- [Provided records]
☆ ☆ ☆ ☆ ☆

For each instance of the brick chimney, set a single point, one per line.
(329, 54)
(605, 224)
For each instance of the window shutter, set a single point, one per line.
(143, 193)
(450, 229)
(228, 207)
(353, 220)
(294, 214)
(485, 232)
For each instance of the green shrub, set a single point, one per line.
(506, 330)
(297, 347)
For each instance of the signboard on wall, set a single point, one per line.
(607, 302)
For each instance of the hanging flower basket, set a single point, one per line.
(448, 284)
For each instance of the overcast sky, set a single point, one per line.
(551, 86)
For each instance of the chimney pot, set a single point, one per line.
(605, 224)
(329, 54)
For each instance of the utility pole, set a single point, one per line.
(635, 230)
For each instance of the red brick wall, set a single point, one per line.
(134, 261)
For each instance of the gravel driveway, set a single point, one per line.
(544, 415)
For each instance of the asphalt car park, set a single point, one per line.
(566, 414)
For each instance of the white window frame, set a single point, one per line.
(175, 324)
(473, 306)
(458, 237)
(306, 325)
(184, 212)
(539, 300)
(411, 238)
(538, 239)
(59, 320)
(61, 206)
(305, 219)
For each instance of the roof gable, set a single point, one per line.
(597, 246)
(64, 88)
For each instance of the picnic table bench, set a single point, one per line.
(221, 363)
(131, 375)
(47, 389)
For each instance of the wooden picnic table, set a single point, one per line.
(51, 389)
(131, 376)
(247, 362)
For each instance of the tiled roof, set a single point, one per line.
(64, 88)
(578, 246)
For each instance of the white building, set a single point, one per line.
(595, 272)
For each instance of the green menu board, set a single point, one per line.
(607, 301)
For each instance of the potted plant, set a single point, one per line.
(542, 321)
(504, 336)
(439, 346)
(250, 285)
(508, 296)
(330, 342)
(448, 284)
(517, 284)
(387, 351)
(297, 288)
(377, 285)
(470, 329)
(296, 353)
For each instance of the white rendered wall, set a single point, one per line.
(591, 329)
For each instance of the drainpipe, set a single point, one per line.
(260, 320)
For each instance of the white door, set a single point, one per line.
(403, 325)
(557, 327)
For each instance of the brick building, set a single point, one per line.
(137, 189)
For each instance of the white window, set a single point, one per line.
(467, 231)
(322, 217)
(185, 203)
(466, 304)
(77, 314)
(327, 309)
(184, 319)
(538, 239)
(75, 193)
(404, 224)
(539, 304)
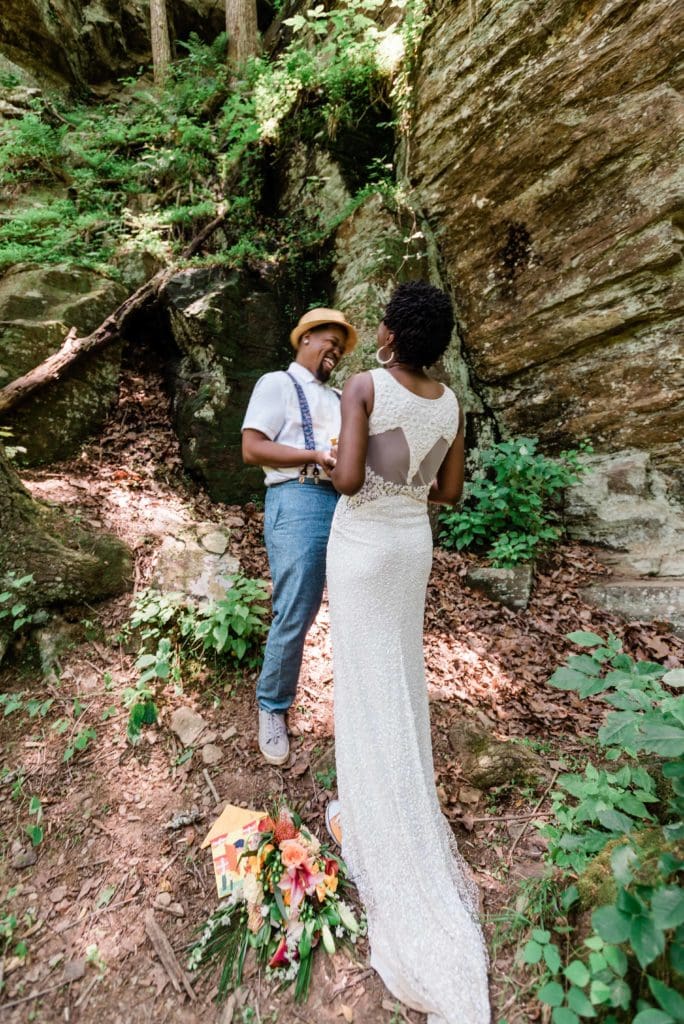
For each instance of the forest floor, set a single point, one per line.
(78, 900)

☆ ☆ ☆ ☆ ☆

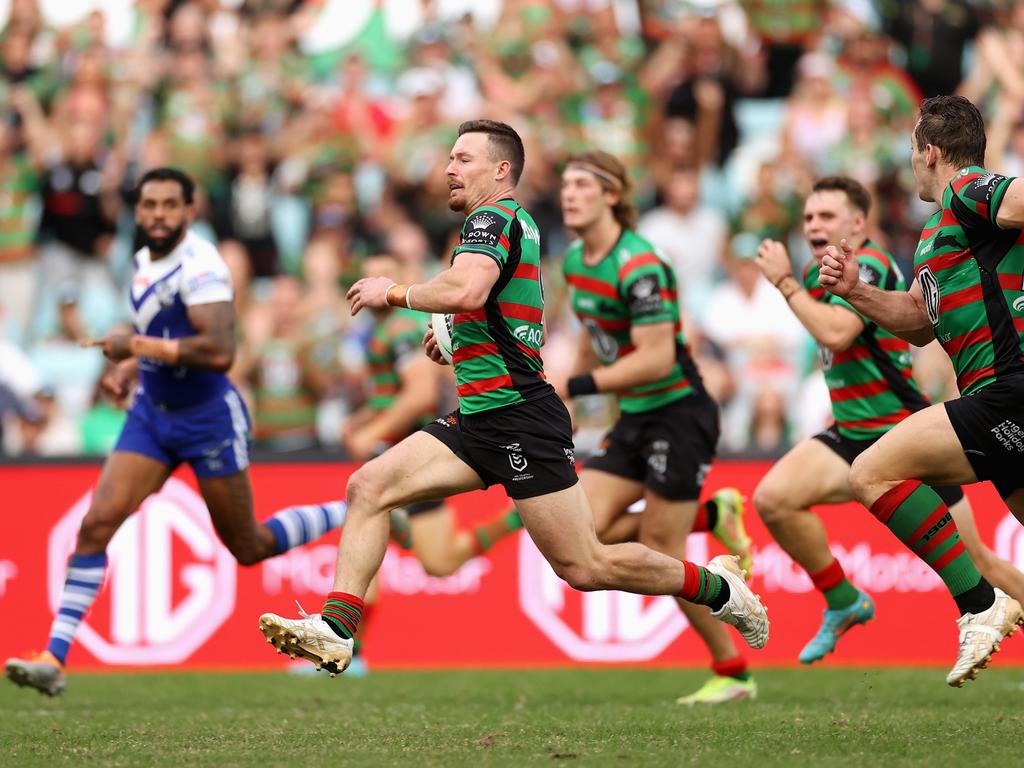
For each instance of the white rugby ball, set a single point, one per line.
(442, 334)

☆ ☆ ☆ ☆ ☆

- [Written instruction]
Identify every line of the listing above that contains the string "green", counting uppercase and lowercase as different, and copy each of those lines.

- [Correct response]
For each instance of the green shrub, set a single point, one per line.
For each instance of the green menu board, set a single point, one per line.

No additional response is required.